#### [Exercise instructions]
All lines below containing the string "garage" are to be copied.
··· Data under study ···
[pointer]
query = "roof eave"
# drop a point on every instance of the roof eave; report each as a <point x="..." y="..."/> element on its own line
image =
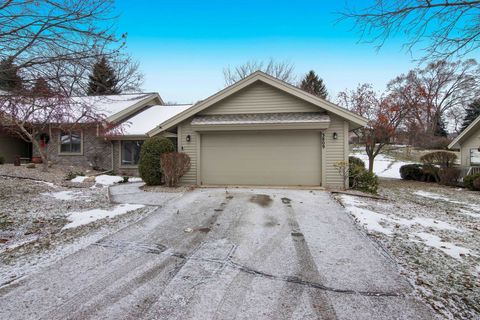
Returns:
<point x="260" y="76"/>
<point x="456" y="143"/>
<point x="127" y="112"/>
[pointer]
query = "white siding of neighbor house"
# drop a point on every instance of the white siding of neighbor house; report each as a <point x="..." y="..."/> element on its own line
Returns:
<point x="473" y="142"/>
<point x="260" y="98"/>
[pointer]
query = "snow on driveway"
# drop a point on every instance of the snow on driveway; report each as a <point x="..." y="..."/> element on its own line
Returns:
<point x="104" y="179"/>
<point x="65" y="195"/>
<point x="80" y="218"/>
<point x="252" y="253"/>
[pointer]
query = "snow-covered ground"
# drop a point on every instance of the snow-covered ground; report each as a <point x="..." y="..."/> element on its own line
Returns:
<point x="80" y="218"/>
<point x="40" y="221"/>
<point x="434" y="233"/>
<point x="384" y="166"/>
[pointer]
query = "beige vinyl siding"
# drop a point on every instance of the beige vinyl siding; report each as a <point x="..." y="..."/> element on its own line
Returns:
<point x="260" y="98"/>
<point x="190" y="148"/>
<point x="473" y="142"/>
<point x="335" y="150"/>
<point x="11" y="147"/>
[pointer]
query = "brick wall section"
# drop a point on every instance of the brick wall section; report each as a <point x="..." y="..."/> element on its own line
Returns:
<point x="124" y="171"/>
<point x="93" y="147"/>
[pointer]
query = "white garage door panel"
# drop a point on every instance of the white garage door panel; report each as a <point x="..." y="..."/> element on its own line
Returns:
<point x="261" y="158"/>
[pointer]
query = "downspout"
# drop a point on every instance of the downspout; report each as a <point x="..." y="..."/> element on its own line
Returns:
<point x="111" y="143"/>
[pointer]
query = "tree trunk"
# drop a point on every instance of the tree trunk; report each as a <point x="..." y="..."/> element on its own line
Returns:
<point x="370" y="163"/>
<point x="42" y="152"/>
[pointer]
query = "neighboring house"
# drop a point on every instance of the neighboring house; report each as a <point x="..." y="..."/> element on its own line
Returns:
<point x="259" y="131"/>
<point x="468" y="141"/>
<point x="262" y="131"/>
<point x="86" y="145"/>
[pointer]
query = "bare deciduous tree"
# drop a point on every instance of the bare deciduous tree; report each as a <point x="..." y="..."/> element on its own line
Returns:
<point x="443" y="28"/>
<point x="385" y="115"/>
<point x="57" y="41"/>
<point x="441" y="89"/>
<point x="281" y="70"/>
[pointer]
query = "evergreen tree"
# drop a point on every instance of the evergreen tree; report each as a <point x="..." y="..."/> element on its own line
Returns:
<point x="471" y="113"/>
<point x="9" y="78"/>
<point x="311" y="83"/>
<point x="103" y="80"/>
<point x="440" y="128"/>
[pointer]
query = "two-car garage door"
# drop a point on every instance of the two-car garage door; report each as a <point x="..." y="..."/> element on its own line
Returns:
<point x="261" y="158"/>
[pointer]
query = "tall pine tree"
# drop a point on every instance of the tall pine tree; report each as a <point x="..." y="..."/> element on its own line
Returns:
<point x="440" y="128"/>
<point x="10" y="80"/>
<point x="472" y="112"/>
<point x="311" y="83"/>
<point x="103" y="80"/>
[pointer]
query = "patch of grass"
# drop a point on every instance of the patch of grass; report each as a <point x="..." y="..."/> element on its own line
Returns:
···
#### [Output for this exercise]
query = "white garage door panel"
# drop a point on every instance of the white garage door panel; report each as a <point x="..." y="..."/> element on its own line
query = "two-car garage door"
# drop a point on every instance of the two-car garage door; report each as a <point x="..." y="..."/> element on its own line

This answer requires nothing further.